Your answer must be an exact copy of the records, minus any pictures.
====================
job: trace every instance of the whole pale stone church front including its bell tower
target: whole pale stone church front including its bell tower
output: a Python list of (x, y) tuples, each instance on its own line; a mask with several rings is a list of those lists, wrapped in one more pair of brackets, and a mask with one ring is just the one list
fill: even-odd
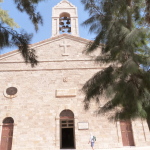
[(0, 150), (89, 150), (91, 132), (95, 149), (150, 149), (149, 122), (109, 122), (95, 103), (84, 110), (81, 88), (106, 66), (83, 53), (89, 41), (79, 37), (77, 8), (62, 0), (52, 26), (51, 38), (31, 45), (35, 68), (17, 50), (0, 56)]

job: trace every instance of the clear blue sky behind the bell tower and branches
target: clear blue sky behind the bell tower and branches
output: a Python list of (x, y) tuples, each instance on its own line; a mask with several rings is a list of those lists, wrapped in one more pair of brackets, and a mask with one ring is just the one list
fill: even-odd
[[(9, 15), (18, 23), (20, 26), (17, 31), (24, 29), (28, 33), (33, 33), (32, 43), (40, 42), (42, 40), (48, 39), (51, 37), (51, 16), (52, 16), (52, 7), (54, 7), (61, 0), (45, 0), (45, 2), (41, 2), (38, 5), (38, 11), (41, 13), (43, 17), (43, 25), (39, 26), (39, 30), (36, 33), (34, 30), (34, 26), (29, 21), (28, 16), (25, 13), (20, 13), (14, 5), (12, 0), (5, 0), (3, 3), (0, 3), (2, 9), (8, 10)], [(81, 4), (80, 0), (69, 0), (73, 5), (75, 5), (78, 9), (78, 17), (79, 17), (79, 33), (80, 37), (93, 40), (95, 35), (90, 34), (88, 32), (88, 27), (83, 27), (81, 24), (85, 21), (89, 16), (88, 13), (84, 11), (84, 6)], [(7, 53), (9, 51), (15, 50), (16, 47), (13, 48), (5, 48), (0, 54)]]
====================
- Answer box:
job: trace every instance of the whole pale stone church front including its bell tower
target: whole pale stone church front including its bell tower
output: a Python list of (x, y) tuples, each instance on its own line; a mask with several rings is a list of those lists, wrapped in one more pair of brackets, and a mask with one ring is just the one list
fill: even-odd
[(0, 150), (89, 150), (91, 132), (95, 149), (150, 149), (149, 122), (109, 122), (95, 103), (84, 110), (81, 88), (106, 66), (83, 53), (89, 41), (79, 37), (77, 8), (62, 0), (52, 26), (51, 38), (31, 45), (35, 68), (17, 50), (0, 56)]

job: trace every instance of the clear blue sky behind the bell tower and branches
target: clear blue sky behind the bell tower and branches
output: a Python list of (x, y) tuples, each instance on its own line; a mask with several rings is a list of those lists, wrapped in one more pair of brackets, and a mask with one ring is just the one list
fill: even-odd
[[(9, 15), (18, 23), (20, 26), (17, 31), (24, 29), (28, 33), (33, 33), (32, 43), (40, 42), (42, 40), (48, 39), (51, 37), (51, 16), (52, 16), (52, 7), (54, 7), (61, 0), (45, 0), (45, 2), (41, 2), (38, 5), (38, 11), (41, 13), (43, 17), (43, 25), (39, 26), (39, 30), (36, 33), (34, 30), (34, 26), (29, 21), (28, 16), (25, 13), (20, 13), (14, 5), (12, 0), (5, 0), (3, 3), (0, 3), (2, 9), (8, 10)], [(81, 4), (80, 0), (69, 0), (73, 5), (75, 5), (78, 9), (78, 17), (79, 17), (79, 33), (80, 37), (93, 40), (95, 35), (90, 34), (88, 32), (88, 27), (83, 27), (81, 24), (85, 21), (89, 16), (88, 13), (84, 11), (84, 6)], [(7, 53), (9, 51), (15, 50), (16, 47), (13, 48), (5, 48), (0, 54)]]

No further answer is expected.